How to complete this task: Read through the data, and wherever a line holds the word "leafy", write that line out.

------ Data under study

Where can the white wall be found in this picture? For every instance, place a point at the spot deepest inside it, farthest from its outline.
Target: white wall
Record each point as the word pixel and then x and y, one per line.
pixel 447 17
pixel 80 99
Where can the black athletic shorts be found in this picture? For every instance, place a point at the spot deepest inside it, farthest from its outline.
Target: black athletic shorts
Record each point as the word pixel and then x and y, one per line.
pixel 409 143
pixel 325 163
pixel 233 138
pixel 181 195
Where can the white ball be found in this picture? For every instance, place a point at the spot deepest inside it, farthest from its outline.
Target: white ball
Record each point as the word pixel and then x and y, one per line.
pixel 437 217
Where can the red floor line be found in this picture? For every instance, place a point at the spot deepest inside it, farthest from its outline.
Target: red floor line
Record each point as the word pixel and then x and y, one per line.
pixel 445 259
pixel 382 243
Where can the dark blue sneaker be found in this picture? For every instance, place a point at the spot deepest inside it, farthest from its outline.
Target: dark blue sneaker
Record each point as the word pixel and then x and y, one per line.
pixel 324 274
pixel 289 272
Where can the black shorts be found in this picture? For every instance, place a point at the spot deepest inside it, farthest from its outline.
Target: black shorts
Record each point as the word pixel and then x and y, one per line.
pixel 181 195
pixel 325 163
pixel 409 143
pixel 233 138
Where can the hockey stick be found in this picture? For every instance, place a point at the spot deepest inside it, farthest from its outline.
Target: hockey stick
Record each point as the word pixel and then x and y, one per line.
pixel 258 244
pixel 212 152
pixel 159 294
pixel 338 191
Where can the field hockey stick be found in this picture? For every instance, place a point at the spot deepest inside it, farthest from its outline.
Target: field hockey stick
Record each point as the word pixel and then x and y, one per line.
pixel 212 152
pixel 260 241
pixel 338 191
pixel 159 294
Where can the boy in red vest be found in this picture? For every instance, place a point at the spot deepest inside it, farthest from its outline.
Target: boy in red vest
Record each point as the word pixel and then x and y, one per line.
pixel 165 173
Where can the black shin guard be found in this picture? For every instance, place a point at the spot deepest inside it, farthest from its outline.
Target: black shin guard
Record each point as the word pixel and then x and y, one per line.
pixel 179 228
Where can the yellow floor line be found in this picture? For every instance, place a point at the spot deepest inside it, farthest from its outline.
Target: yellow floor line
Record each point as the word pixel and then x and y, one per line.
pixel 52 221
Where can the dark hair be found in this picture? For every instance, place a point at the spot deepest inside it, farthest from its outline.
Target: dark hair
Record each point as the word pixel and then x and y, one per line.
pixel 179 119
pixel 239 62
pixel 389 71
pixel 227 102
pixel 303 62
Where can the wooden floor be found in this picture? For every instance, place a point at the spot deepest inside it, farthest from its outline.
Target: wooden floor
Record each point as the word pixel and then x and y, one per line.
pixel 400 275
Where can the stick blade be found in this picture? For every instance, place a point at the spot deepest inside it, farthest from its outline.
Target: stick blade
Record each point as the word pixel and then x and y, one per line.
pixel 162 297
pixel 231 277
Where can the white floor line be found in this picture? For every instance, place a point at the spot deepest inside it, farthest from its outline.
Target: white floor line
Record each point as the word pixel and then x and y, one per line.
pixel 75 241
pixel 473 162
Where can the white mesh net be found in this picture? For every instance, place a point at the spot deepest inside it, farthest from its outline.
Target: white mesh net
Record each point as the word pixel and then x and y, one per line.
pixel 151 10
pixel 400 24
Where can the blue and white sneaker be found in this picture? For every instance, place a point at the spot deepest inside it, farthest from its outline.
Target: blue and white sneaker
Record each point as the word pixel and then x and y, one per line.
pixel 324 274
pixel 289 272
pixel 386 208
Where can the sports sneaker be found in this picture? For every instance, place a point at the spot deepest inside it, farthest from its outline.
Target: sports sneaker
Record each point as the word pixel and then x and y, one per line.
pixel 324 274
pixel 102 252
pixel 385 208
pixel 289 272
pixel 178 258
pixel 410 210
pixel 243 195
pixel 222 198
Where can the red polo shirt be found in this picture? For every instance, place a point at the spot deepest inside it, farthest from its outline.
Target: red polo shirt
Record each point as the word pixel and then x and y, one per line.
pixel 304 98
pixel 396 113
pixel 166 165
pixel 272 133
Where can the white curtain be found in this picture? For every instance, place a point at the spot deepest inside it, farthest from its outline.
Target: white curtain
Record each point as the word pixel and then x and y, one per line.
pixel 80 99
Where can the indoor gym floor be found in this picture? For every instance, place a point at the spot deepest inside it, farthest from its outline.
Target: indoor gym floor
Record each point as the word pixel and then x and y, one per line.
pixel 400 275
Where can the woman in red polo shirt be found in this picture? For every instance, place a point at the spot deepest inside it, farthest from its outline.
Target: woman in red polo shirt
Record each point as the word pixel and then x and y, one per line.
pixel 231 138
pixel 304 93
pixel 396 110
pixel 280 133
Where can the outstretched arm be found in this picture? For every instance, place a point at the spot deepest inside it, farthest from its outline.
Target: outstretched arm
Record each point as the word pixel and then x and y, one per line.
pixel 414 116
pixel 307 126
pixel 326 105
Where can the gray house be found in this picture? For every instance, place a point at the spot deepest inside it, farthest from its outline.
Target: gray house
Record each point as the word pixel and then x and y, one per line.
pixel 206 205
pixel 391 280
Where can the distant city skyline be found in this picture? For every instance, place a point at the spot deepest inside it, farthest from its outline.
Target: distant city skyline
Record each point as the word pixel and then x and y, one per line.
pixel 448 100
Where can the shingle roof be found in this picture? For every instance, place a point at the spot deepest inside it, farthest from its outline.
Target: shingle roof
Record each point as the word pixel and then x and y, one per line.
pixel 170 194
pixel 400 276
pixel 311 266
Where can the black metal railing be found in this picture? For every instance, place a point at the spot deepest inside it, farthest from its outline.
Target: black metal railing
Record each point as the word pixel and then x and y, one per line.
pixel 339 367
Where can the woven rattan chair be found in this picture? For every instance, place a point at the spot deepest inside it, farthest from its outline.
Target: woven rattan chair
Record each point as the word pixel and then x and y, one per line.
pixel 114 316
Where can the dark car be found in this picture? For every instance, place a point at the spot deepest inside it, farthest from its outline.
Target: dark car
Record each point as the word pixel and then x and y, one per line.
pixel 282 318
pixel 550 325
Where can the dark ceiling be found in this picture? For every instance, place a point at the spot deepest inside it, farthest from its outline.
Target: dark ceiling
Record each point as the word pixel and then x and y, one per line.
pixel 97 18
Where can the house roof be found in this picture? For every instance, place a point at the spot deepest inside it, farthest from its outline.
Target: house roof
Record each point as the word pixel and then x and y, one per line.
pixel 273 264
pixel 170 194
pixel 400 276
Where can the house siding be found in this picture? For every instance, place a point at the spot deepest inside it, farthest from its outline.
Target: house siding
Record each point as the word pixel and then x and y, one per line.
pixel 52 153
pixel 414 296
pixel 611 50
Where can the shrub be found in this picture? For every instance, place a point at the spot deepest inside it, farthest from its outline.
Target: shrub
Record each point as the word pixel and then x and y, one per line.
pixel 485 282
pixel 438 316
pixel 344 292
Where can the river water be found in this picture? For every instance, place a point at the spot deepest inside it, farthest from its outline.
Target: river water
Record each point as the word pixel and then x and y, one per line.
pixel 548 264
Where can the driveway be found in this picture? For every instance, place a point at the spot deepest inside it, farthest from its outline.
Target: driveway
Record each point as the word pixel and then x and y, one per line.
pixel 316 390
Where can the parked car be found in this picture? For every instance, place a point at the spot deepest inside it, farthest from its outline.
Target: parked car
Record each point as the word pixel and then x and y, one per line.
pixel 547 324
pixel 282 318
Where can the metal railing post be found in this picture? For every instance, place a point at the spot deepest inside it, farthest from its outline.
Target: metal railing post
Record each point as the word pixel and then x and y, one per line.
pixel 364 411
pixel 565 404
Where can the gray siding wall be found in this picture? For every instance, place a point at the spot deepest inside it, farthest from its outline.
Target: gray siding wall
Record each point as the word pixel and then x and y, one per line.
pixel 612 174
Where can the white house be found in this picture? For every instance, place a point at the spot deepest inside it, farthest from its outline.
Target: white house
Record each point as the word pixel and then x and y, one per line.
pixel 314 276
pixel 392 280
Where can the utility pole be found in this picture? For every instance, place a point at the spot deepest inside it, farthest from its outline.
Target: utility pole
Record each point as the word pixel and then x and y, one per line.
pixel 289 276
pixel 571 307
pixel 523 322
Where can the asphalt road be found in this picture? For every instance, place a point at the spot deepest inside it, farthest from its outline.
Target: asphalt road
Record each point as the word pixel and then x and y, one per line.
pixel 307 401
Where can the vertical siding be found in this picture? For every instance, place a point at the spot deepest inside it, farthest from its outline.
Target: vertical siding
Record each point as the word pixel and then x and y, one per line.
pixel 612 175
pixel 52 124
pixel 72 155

------------
------ Data under study

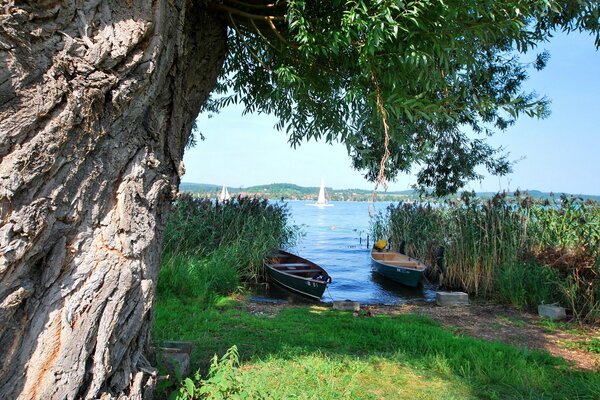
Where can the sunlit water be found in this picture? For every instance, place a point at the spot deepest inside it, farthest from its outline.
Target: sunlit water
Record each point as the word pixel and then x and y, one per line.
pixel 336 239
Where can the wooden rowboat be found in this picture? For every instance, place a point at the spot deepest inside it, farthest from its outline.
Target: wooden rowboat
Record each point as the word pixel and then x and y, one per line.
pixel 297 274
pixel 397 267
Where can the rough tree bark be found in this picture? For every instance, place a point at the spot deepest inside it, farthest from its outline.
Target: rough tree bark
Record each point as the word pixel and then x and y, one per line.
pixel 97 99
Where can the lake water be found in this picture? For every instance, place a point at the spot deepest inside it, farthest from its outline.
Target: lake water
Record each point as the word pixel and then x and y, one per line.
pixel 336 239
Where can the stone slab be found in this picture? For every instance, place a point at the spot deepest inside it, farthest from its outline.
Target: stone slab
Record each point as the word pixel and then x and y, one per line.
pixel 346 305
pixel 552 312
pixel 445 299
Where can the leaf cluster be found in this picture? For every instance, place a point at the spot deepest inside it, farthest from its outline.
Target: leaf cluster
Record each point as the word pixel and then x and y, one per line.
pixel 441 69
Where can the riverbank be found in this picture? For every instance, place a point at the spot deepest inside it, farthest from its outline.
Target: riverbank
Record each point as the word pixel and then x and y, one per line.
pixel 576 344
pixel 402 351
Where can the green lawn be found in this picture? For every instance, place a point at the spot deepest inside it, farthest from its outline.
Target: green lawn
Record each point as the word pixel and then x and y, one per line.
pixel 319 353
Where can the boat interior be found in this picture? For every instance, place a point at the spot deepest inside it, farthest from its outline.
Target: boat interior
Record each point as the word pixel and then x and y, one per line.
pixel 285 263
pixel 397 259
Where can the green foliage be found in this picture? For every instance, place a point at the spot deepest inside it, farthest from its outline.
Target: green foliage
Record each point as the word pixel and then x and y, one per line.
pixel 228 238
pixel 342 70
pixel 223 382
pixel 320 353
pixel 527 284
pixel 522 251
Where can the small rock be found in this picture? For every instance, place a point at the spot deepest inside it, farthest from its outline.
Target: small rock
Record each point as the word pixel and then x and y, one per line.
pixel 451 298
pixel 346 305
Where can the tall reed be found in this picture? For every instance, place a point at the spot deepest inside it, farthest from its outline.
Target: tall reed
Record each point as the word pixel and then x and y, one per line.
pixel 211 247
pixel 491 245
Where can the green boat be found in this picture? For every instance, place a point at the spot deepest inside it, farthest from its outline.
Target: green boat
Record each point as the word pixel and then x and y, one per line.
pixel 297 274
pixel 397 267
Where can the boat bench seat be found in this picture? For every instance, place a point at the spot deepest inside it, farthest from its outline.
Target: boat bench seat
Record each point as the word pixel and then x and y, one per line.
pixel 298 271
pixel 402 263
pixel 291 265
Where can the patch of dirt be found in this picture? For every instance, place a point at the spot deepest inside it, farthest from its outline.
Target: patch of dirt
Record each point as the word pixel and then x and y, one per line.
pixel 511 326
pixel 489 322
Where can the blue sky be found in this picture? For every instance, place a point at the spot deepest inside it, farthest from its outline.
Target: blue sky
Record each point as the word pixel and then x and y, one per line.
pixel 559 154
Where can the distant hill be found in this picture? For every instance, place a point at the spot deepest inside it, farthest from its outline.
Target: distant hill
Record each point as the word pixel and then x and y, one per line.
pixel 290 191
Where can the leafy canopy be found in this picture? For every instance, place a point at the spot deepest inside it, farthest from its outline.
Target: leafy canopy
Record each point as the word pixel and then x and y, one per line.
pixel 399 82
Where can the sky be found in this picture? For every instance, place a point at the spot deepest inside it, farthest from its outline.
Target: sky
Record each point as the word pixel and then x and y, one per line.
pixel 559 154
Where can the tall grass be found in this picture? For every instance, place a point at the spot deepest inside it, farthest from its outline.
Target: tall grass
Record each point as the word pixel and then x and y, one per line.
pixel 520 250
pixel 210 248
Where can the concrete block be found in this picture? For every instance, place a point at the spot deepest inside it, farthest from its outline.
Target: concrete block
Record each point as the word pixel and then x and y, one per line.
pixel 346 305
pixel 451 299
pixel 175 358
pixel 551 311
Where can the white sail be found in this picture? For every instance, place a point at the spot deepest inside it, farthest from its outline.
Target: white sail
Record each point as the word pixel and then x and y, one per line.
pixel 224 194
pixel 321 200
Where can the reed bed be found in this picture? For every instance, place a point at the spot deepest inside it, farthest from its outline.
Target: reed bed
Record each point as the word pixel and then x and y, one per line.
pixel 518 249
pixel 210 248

------------

Output below:
Where can the leafy canopy be found in this picture? For every instance, place a point at the spot deepest inside it, farthest from its outline.
Target: leafy canopy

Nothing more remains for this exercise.